1. INTRODUCTION

At a recent symposium (RGIT 198B6) the Panel Discussion centred around the problem of rate prediction for downhole corrosion in offshore wells. It was generally agreed that methods of rate prediction were inadequate, and that this was in stark contrast to the diagnostic methods that were available using wireline. These diagnostic techniques were considered generally adequate. This contribution attempts to show that a suitable downhole corrosion database would go a long way towards satisfying the corrosion rate prediction requirements of the industry, and would have certain additional advantages.

2. CURRENT SITUATION

As the North Sea becomes a mature oil- and gas-producing area, an increasing number of wells are experiencing corrosion and scale problems. Some problem wells are known to have a complete tubing change every 2 years at a material cost per well in excess of di300000. In the interests of simplicity, I will concentrate mainly on tubing problems, but much of the content applies equally well to casing and other downhole equipment

3. DOWNHOLE CORROSION
3.1. The Basic Principles

For the corrosion reaction to proceed there must be:

  1. an electrolyte;

  2. an oxidizing agent;

  3. a conductive path in the metal.

# Exercise requirements
1. According to the downhole corrosion text, what three things must be present for the corrosion reaction to proceed?
2. Copy the downhole corrosion text from "At a recent" to "certain additional advantages.".
3. Summarize the downhole corrosion text in two sentences.

# Entries shown
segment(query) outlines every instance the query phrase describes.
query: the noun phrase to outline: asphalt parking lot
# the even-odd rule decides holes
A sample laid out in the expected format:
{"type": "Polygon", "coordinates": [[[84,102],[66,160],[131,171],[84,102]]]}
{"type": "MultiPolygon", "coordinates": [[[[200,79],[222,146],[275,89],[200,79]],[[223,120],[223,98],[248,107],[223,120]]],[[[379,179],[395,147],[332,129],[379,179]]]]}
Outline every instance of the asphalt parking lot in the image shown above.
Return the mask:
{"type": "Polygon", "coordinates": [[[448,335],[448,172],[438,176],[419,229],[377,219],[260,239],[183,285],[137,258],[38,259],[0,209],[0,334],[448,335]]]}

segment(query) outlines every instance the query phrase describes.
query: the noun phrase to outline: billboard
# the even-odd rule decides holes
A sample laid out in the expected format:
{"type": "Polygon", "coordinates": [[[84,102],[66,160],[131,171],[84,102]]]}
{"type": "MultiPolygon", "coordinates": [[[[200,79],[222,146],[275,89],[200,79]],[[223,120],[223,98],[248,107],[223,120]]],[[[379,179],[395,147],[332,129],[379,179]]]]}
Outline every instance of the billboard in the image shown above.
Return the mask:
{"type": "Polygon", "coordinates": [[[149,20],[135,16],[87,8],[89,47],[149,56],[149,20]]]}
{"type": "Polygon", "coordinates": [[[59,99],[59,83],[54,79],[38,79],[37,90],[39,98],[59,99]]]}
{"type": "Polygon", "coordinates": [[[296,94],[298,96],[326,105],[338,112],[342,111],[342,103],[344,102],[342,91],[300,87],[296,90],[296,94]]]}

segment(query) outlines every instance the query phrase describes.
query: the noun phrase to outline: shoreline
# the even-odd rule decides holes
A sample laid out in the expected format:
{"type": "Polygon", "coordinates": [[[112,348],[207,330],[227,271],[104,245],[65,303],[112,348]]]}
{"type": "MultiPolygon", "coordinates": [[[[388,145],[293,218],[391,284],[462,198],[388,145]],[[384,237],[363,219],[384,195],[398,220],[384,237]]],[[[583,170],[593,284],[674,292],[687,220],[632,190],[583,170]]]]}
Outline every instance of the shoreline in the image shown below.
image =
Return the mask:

# Exercise solutions
1. An electrolyte, an oxidizing agent, and a conductive path in the metal.

2.
At a recent symposium (RGIT 198B6) the Panel Discussion centred around the problem of rate prediction for downhole corrosion in offshore wells. It was generally agreed that methods of rate prediction were inadequate, and that this was in stark contrast to the diagnostic methods that were available using wireline. These diagnostic techniques were considered generally adequate. This contribution attempts to show that a suitable downhole corrosion database would go a long way towards satisfying the corrosion rate prediction requirements of the industry, and would have certain additional advantages.

3. Wireline diagnostic methods for downhole corrosion in offshore wells were considered generally adequate, but rate prediction methods were not, and a suitable downhole corrosion database would go a long way toward meeting the industry's prediction requirements. As the North Sea matures, more wells are experiencing corrosion and scale problems, and corrosion can proceed only when there is an electrolyte, an oxidizing agent, and a conductive path in the metal.